- [GIVEN PASSAGE]:
## Begin
9 July – With the 2019 hurricane season now upon us, the Department of Environment (DoE) asks members of the public who are making preparations, to also consider the resilience of Cayman’s natural habitats and species during this storm season.

Our local ecosystems have evolved along with the threat of major hurricanes, such as 2004’s Hurricane Ivan, as well as Hurricane Paloma, which hit Cayman Brac in 2008. While these natural disasters have taken their toll, ongoing human-made impacts have also served to make certain species less resilient when storms do occur and these impacts have been seen, particularly within our local bird populations, especially to the population of our national bird, the Cayman Parrot.

(Cayman Parrot pair engaged in grooming. Photo: Stuart Mailer)

Hurricanes, and even tropical storms, are generally devastating to avian populations on small islands, but DoE scientists believe that the potential risk has become worse in Cayman, in recent years, due to the annual loss of the parrots’ natural habitat, combined with the poaching of parrots.

“We lost an estimated 50-60 per cent of our parrot population during 2004’s Hurricane Ivan, and more than half of the parrots on Cayman Brac during 2008’s Hurricane Paloma,” said DoE Terrestrial Resources Unit Manager Fred Burton. “Over time, the Grand Cayman Parrots made it back to pre-Ivan levels. The Brac Parrots took about five years to recover from the effects of Paloma.”
## End
- [PROVIDED MATERIAL]:
## Begin
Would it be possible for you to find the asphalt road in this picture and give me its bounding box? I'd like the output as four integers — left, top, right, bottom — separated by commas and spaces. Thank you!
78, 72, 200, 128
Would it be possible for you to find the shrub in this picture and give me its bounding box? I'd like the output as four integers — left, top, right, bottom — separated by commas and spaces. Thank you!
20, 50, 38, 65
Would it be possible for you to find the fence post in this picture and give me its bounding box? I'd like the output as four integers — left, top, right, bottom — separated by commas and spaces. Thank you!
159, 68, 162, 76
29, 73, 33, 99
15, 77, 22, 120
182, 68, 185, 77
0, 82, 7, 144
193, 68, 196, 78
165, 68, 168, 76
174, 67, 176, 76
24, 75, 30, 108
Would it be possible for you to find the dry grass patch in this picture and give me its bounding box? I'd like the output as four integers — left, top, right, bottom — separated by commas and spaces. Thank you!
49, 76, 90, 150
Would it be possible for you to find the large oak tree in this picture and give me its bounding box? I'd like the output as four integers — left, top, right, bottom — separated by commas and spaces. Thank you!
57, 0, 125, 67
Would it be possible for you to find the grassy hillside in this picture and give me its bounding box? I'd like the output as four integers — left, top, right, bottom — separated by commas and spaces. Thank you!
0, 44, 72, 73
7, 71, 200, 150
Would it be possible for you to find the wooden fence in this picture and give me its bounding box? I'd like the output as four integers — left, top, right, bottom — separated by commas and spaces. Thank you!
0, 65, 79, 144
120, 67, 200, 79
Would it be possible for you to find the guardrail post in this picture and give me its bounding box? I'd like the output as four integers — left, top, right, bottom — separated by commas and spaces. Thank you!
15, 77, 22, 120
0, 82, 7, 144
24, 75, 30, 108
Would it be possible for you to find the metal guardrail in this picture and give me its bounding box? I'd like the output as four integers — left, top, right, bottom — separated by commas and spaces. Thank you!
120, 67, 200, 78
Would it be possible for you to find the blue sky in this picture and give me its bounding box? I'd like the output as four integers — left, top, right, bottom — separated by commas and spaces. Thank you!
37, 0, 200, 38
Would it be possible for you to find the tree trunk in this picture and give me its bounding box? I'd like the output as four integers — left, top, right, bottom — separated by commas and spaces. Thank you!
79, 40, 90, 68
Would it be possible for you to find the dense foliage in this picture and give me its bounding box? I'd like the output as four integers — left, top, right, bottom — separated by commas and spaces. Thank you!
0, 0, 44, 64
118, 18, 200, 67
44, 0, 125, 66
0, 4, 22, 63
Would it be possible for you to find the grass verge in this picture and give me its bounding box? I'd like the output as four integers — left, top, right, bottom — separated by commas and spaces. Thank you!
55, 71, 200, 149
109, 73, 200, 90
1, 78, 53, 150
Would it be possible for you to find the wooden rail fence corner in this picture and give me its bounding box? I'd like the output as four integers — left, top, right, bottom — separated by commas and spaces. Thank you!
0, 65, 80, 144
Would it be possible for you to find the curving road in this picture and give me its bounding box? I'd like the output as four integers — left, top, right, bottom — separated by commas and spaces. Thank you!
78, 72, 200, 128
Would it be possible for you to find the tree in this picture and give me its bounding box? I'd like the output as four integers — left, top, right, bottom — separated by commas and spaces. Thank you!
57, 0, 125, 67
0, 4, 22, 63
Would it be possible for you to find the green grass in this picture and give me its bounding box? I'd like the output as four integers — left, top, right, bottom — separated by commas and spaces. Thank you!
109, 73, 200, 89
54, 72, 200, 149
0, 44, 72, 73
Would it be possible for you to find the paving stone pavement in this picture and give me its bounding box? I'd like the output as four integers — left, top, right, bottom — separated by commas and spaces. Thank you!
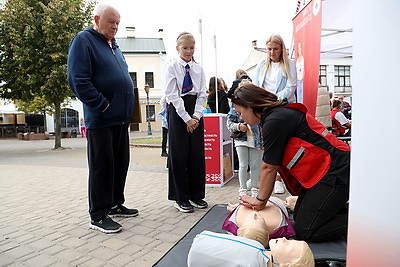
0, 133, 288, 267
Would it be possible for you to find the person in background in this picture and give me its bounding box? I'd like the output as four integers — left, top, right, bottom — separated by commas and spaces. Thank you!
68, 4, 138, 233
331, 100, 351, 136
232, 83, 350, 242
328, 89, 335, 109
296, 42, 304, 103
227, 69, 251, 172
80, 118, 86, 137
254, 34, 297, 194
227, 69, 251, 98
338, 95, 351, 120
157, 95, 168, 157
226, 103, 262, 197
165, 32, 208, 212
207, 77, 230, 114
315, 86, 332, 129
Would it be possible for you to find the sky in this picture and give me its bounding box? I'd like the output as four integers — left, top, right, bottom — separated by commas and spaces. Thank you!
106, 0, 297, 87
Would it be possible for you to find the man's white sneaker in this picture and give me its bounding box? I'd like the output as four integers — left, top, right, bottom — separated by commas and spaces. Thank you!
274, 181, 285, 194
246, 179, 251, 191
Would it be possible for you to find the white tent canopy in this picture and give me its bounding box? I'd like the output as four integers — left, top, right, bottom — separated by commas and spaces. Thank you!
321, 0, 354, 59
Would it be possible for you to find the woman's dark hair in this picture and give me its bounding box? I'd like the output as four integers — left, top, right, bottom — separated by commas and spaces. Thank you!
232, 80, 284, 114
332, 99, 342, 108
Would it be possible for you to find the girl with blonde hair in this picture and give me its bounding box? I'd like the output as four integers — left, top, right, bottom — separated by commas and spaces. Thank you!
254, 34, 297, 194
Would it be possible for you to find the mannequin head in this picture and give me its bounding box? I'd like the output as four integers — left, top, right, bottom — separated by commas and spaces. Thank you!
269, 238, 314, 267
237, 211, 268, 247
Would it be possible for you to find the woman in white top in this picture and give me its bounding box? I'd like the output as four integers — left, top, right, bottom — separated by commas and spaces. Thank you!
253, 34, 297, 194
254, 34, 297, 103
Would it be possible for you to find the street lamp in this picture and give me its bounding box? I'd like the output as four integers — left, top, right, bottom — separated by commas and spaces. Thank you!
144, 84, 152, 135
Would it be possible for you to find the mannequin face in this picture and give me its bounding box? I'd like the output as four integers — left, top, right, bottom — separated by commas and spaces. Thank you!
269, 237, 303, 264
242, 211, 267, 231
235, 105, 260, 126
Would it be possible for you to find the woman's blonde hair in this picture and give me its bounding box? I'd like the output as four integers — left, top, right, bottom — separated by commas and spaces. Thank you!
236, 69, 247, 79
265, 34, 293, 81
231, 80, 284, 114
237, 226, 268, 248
## End
## Begin
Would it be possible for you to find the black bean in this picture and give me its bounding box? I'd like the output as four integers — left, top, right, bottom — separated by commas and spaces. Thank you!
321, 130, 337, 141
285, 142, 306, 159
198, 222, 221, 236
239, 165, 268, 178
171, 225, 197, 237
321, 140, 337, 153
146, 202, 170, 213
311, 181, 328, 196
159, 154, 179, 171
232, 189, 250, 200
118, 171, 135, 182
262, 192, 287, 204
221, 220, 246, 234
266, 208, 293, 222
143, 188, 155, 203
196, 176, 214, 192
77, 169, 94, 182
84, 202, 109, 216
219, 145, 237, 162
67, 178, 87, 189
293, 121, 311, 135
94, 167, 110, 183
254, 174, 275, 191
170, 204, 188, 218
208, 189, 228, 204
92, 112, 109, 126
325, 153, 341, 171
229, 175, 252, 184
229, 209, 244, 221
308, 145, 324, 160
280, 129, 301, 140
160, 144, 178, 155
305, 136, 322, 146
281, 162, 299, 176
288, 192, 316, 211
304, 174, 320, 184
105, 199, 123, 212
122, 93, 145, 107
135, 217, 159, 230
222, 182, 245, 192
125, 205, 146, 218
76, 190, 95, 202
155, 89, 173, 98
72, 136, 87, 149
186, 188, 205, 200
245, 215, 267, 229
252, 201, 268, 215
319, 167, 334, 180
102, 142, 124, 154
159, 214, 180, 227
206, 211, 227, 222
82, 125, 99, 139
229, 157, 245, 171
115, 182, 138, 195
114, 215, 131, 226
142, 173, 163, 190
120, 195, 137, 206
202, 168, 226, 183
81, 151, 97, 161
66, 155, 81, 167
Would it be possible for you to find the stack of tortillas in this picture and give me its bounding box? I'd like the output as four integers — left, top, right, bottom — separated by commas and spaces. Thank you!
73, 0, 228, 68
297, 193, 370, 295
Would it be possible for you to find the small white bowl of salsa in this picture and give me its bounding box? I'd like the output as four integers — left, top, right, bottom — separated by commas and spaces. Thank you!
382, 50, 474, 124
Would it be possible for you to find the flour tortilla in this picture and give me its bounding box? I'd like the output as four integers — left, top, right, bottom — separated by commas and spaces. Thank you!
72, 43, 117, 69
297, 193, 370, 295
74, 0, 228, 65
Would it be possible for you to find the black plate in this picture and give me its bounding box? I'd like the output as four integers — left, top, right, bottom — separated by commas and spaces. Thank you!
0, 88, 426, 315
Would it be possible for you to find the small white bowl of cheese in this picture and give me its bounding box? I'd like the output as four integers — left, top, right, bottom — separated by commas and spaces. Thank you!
## End
## Begin
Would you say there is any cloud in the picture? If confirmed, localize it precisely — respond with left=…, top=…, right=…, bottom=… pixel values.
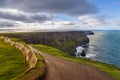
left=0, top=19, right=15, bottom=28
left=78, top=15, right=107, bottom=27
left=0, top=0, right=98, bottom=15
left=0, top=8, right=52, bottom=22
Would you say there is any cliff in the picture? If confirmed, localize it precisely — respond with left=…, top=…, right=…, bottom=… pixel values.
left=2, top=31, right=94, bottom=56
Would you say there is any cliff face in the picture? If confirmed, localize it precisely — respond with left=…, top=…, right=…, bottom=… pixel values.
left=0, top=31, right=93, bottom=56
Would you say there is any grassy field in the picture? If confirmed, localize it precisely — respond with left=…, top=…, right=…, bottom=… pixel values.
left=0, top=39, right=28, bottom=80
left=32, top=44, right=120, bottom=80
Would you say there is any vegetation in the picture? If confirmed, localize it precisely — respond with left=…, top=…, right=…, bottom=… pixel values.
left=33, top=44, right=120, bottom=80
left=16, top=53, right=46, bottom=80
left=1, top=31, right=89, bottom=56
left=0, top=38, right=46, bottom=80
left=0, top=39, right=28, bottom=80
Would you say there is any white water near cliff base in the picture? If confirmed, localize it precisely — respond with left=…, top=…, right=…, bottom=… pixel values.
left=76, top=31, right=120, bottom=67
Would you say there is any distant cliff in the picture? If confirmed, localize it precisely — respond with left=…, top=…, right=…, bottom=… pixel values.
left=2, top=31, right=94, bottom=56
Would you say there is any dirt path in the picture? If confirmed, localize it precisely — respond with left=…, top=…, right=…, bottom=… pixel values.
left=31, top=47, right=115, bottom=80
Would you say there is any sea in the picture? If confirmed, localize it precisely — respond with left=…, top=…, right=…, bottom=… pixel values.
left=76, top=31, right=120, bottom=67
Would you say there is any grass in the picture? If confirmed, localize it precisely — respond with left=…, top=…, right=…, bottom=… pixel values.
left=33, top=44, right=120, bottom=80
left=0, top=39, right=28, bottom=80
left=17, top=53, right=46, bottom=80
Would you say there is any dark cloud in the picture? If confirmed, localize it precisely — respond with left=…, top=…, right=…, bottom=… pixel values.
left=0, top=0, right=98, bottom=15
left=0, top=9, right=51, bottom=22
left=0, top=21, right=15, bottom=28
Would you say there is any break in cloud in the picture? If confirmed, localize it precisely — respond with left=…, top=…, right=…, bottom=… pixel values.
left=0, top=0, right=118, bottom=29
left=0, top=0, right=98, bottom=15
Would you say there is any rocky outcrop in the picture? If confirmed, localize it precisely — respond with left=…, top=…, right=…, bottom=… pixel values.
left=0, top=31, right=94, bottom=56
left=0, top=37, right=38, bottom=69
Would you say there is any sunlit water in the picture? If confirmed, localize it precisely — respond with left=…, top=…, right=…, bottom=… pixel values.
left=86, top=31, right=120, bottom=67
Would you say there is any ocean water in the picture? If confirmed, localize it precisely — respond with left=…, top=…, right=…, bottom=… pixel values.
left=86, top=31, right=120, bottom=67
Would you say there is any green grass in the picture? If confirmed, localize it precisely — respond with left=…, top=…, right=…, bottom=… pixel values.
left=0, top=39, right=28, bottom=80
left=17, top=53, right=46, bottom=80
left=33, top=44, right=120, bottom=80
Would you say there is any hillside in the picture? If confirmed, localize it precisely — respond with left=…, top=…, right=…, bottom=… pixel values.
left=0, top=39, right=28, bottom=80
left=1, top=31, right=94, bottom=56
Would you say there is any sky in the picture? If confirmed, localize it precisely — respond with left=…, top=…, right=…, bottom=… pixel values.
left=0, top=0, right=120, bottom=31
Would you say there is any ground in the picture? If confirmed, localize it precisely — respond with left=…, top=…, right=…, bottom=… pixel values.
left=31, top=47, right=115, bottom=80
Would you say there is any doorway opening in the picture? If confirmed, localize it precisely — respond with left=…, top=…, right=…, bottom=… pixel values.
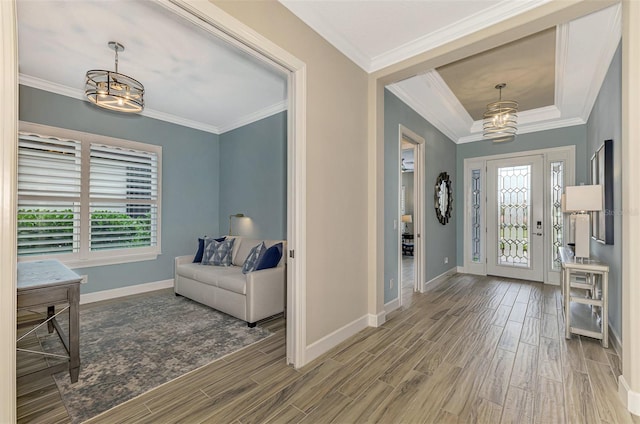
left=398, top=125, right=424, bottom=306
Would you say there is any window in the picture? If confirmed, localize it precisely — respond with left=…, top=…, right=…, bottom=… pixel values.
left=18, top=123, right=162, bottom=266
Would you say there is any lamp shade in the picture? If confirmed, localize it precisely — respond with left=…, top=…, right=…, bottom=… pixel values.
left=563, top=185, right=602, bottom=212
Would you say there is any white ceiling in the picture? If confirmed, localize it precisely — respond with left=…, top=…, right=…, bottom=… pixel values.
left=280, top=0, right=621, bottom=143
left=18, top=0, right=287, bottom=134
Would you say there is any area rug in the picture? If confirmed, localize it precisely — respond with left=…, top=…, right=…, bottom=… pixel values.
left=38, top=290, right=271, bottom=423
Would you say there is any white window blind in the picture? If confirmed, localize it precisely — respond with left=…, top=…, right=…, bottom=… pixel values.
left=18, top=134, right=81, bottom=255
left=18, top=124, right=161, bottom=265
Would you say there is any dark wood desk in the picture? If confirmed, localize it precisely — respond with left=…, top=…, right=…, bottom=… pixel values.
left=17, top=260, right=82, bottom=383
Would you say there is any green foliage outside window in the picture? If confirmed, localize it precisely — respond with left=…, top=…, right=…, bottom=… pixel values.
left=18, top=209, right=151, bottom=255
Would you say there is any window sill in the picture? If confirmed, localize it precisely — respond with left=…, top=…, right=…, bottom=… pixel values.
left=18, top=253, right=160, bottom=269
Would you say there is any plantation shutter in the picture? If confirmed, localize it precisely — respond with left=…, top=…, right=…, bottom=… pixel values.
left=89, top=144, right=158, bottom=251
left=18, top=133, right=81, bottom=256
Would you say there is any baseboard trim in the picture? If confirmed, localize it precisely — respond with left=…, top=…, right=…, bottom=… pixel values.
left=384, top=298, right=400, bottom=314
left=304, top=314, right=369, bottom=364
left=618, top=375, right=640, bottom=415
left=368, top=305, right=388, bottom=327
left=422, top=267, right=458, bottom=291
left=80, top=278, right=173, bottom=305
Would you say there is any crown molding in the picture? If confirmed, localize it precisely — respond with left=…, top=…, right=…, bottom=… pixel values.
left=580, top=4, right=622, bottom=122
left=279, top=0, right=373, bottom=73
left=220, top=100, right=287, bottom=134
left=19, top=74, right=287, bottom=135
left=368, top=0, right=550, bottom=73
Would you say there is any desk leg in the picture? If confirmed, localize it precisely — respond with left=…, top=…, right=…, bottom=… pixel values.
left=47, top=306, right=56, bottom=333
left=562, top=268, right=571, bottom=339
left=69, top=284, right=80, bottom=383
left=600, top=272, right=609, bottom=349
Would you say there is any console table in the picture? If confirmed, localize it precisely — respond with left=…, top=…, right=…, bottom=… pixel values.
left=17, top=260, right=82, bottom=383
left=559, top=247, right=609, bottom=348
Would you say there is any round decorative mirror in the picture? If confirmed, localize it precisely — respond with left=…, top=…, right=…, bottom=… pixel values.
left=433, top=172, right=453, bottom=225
## End
- [BRIEF 1]: In the hurricane-season notice, how long did the Cayman Brac parrots take to recover from Hurricane Paloma?
- [BRIEF 2]: Write out the hurricane-season notice word for word from "Our local ecosystems" to "Photo: Stuart Mailer)".

- [FINAL RESULT 1]: About five years.

- [FINAL RESULT 2]:
Our local ecosystems have evolved along with the threat of major hurricanes, such as 2004’s Hurricane Ivan, as well as Hurricane Paloma, which hit Cayman Brac in 2008. While these natural disasters have taken their toll, ongoing human-made impacts have also served to make certain species less resilient when storms do occur and these impacts have been seen, particularly within our local bird populations, especially to the population of our national bird, the Cayman Parrot.

(Cayman Parrot pair engaged in grooming. Photo: Stuart Mailer)